* [Study text]:
● ● ● ●

When I called his number, he sounded unwell—and, to my surprise, a hailstorm of negative assumptions hit me. Another junkie, I thought. What change? Why am I bothering? And then I immediately asked myself—Where did that thought come from?
I went to Bud’s little apartment, a short walk from the Portland Hotel Society where Gabor had worked, to meet him. He was waiting in the corridor for me. He was a tall man in his sixties with a long mop of gray hair and an unlined, youthful face. He guided me into his lounge through huge piles of books—on poetry, history, jazz—and before long, he was telling me about a day nearly twenty years before, when he was very different, and the Downtown Eastside was very different, and everything seemed hopeless. This is his story1 as I learned it from him, his friends, and the people he led a rebellion against.
Bud felt like he heard nothing but sirens. All through the day, all through the night, every fifteen minutes, the nee-naw-nee-naw of speeding ambulances scratched through his neighborhood, and he would immediately wonder: Is it one of my friends? Which one?
He was a homeless2 smack addict in his fifties, watching his friends die all around him. By the mid-1990s, Bud’s voice was already dry and toneless, as if the emotion had been scraped from it long ago, when one day, near the park, he bumped into a Native American woman named Margaret whom he had known for a few years. He knew that her family had been dying one by one of drug overdoses, like so many of the people around there, and he could see that she was a
shen and had to say something to him but didn’t quite know how.
He waited for her to speak.
Her cousin, she said, had just overdosed, and when her partner had walked in on her body, he had ripped up the sheets and hanged himself—and it all happened in front of their young child, who was sitting on his cot, watching. She was just on her way to a meeting of the family to figure out who would end up taking the kid, she explained, distantly.
As Margaret talked, Bud thought of what had happened to him as a child, far away in Toledo, Ohio, and he knew now it was about to happen to another kid, and somewhere inside him, there came a voice saying—This has to stop.
But what can I do? Bud asked himself. I’m just a street junkie. I’m nobody.
He looked around him. Nobody else was rebelling. Okay, he thought. If it has to be me, it has to be me.
It was in that thought—and in everything that followed from it—that the first mass rebellion by drug addicts against the system built by Harry Anslinger was born.
In the same year that Gabor’s mother was handing him to a Christian stranger in the Budapest ghetto, an American pilot named Walton Osborn Senior was around 150 miles away, in a bomber plane high above Vienna. Bullets must have pierced the plane’s engine, because it caught fire and crashed to the ground, and Walton was hauled from the smoking wreckage with his legs all smashed up. The people dragging him out were the Austrian peasants who had survived his bombs, and they were armed with pitchforks, determined to lynch him. Nazi officers suddenly pulled up in a jeep and scared them off, and they took Walton to a prisoner of war camp.

● ● ● ●

* [Task details]: Repeat word for word the part of the passage about Bud that begins with the words containing "Her cousin, she" and ends with "has to be me.".

* [Given information]:

● ● ● ●

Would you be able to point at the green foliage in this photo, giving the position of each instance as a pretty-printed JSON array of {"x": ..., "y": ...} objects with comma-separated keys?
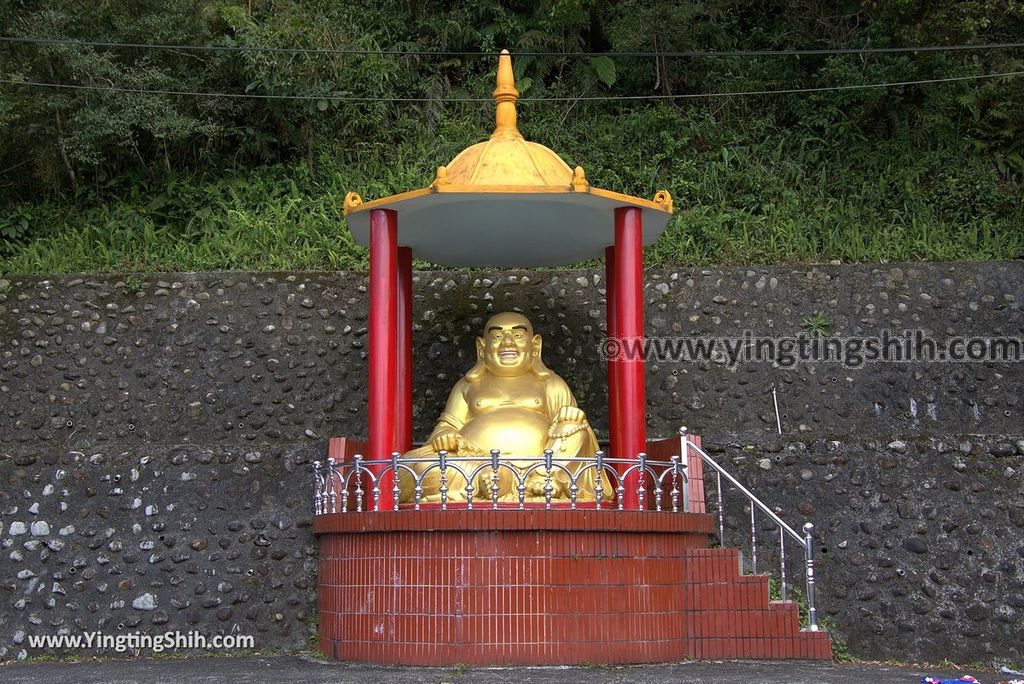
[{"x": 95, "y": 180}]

● ● ● ●

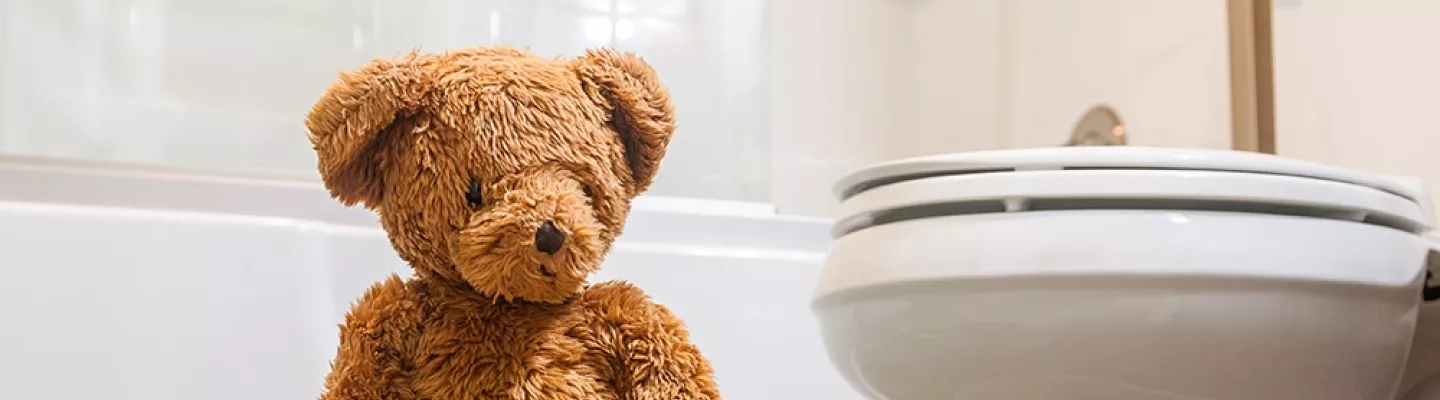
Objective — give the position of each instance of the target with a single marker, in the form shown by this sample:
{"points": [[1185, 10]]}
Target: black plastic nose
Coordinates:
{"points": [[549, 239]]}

● ● ● ●

* [Reply to the exercise]:
Her cousin, she said, had just overdosed, and when her partner had walked in on her body, he had ripped up the sheets and hanged himself—and it all happened in front of their young child, who was sitting on his cot, watching. She was just on her way to a meeting of the family to figure out who would end up taking the kid, she explained, distantly.
As Margaret talked, Bud thought of what had happened to him as a child, far away in Toledo, Ohio, and he knew now it was about to happen to another kid, and somewhere inside him, there came a voice saying—This has to stop.
But what can I do? Bud asked himself. I’m just a street junkie. I’m nobody.
He looked around him. Nobody else was rebelling. Okay, he thought. If it has to be me, it has to be me.